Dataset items

[START]

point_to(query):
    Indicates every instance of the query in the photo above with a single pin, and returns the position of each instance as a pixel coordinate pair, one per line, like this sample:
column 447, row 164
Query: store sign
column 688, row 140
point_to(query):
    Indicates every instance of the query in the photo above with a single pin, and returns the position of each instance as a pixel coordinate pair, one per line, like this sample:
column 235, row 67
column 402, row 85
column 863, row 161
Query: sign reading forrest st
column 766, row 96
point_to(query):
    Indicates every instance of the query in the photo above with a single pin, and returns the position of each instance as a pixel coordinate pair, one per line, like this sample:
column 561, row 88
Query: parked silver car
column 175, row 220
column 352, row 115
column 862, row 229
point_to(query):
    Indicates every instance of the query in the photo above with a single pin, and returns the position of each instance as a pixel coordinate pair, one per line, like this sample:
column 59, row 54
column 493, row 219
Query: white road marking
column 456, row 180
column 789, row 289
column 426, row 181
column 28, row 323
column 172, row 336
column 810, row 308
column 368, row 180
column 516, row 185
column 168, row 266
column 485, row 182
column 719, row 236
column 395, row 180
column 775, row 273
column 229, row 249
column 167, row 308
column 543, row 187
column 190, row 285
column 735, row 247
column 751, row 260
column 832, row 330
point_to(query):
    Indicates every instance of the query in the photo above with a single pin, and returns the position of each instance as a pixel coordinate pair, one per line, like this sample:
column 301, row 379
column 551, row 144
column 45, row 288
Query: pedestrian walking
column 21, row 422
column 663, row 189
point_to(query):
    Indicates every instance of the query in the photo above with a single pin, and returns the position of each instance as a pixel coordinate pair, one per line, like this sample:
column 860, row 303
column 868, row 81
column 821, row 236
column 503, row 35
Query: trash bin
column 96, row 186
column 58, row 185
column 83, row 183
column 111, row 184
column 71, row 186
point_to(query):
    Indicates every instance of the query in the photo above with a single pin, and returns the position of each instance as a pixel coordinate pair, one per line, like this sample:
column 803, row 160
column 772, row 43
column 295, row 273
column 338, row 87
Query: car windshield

[END]

> _STATED TASK_: Repeat all of the rows above verbatim, from the first line through the last.

> _EXPECTED ANSWER_:
point_to(query):
    Indicates every instance of the query in the photo above with a single pin, and returns the position of each instance as a pixel coordinate pair, one per line, like this sample:
column 447, row 164
Query: store sign
column 688, row 140
point_to(query):
    Indicates every instance of the query in the photo above with a single pin, and returns the position of each instance as a pixel coordinate pair, one per line, like this sample:
column 235, row 67
column 402, row 85
column 863, row 161
Query: sign reading forrest st
column 766, row 96
point_to(query):
    Indicates every instance of the query in the photo above with a single pin, and returns the position of each instance as a pixel coordinate pair, one per line, like this sample:
column 561, row 88
Query: parked silver car
column 175, row 220
column 352, row 115
column 862, row 229
point_to(query):
    Indicates every instance of the query in the photo above with a single pin, and returns the position of each instance as a pixel coordinate pair, one per line, like this sample:
column 59, row 54
column 493, row 219
Query: white road marking
column 456, row 180
column 789, row 289
column 426, row 181
column 28, row 323
column 172, row 336
column 810, row 308
column 368, row 180
column 516, row 185
column 168, row 266
column 485, row 182
column 719, row 236
column 395, row 180
column 775, row 273
column 229, row 249
column 167, row 308
column 543, row 187
column 190, row 285
column 735, row 247
column 751, row 260
column 832, row 330
point_to(query):
    Indicates every instance of the query in the photo above with a single pin, and returns the position of each instance as a pixel coordinate pair, one per line, like this sample:
column 301, row 379
column 551, row 144
column 45, row 288
Query: pedestrian walking
column 21, row 422
column 663, row 189
point_to(query):
    Indicates every instance of the query in the photo above with a single pin, and returns the position of each instance as a pixel coordinate pair, one per line, like this sample:
column 860, row 303
column 868, row 81
column 821, row 236
column 503, row 35
Query: trash bin
column 96, row 186
column 58, row 185
column 83, row 183
column 111, row 184
column 71, row 186
point_to(query):
    Indicates every instance of the query in the photo above with a single pin, and returns the position of each instance as a pixel coordinate pair, one per line, like this sample:
column 803, row 160
column 772, row 43
column 295, row 273
column 338, row 87
Query: car windshield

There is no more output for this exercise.